>> START

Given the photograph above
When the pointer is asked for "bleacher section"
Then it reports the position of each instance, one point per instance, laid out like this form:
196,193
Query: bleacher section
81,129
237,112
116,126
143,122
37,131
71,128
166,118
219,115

>> END

- **Brief**: Can you output every line of the rows above as a Markdown table with the columns No. and Line, numbering the lines in order and leaving out any blank ones?

- **Task output**:
| No. | Line |
|---|---|
| 1 | Given the photograph above |
| 2 | When the pointer is asked for "bleacher section" |
| 3 | Then it reports the position of each instance, one point per instance, laid out like this form: |
| 4 | 196,193 |
| 5 | Query: bleacher section |
| 6 | 81,129 |
| 7 | 237,112 |
| 8 | 116,126 |
| 9 | 143,122 |
| 10 | 37,131 |
| 11 | 71,128 |
| 12 | 166,118 |
| 13 | 219,115 |